▶ [EXERCISE DIRECTIONS]
Search the records for the word "then" and copy each line in which it appears.

(Stored data)
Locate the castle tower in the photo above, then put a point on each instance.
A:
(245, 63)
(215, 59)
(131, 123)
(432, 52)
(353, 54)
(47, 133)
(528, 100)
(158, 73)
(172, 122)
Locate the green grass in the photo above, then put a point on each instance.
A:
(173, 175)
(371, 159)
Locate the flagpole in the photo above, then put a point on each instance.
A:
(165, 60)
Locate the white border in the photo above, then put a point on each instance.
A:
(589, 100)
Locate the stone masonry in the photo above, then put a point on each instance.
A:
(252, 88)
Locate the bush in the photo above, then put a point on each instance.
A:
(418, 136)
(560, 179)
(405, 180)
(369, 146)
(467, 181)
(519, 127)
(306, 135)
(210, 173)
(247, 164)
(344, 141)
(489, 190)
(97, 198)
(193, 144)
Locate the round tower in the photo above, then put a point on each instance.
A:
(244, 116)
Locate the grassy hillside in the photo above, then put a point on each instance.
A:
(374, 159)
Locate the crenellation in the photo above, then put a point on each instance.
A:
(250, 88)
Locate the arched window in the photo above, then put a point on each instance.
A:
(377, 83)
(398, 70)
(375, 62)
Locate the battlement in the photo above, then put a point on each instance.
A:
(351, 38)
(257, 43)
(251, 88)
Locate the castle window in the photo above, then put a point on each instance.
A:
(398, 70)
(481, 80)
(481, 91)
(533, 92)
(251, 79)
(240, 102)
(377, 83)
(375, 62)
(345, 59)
==
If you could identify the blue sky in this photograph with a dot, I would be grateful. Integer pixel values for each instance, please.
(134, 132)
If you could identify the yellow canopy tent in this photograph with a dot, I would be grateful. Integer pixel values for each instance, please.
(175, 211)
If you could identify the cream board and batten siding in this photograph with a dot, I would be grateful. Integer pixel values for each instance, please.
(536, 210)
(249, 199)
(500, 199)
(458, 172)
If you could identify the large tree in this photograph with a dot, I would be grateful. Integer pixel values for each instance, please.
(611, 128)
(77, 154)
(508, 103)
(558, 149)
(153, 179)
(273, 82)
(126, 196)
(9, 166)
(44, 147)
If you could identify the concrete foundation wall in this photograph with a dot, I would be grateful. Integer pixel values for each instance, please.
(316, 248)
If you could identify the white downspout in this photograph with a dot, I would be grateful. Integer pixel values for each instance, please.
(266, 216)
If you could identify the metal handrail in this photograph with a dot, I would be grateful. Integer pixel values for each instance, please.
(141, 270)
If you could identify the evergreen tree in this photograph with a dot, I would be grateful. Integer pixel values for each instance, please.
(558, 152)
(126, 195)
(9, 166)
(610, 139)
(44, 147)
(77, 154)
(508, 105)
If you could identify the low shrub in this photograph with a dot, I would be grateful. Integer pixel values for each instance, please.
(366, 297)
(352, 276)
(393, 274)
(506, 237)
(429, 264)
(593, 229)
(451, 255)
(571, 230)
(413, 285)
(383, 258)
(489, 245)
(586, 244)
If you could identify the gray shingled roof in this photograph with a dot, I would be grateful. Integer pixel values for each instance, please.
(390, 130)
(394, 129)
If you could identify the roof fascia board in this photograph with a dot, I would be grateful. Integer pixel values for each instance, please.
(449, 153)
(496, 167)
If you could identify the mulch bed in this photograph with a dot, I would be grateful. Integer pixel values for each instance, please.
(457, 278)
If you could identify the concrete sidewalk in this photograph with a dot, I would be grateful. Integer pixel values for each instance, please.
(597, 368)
==
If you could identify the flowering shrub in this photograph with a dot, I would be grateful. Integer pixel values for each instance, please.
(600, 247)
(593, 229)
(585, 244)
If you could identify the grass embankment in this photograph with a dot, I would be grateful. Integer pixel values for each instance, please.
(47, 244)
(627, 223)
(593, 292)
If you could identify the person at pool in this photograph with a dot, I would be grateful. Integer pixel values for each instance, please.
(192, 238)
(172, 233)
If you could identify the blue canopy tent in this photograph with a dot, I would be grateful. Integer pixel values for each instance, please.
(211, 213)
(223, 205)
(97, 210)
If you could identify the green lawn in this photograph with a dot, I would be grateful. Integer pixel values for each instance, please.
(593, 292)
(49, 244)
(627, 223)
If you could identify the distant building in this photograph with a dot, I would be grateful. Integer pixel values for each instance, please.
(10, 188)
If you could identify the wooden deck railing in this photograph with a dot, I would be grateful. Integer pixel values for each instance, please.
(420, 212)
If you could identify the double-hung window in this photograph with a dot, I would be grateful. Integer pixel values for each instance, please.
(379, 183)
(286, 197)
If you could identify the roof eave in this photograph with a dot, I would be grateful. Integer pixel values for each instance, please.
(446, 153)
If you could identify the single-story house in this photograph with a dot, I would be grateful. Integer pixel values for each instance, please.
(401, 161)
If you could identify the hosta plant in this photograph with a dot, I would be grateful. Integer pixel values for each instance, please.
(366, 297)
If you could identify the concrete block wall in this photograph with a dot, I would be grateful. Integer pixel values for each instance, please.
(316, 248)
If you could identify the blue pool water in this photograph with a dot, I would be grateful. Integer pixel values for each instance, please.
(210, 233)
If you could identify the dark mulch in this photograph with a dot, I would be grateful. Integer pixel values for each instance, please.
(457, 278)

▶ [ANSWER TO THIS TASK]
Locate the castle tower in the photo above, then put a point on each instance.
Locate the green grass in the photo above, then put a point on each instance.
Locate the flagpole in the photo above, then put a point on each instance.
Locate the white border in the photo above, then put a point on each instance.
Locate the stone masonry in the photo above, then put a point on each instance.
Locate the bush in the photo above, then put a point on each instance.
Locate the round tower in the photo above, then put a point on each instance.
Locate the grassy hillside in the photo above, then put a point on each instance.
Locate the crenellation in the photo above, then put a point on each instance.
Locate the arched window in the photo above, then put a point on each instance.
Locate the battlement in the photo above, then put a point on each instance.
Locate the castle window in the photo above, then put a point on each instance.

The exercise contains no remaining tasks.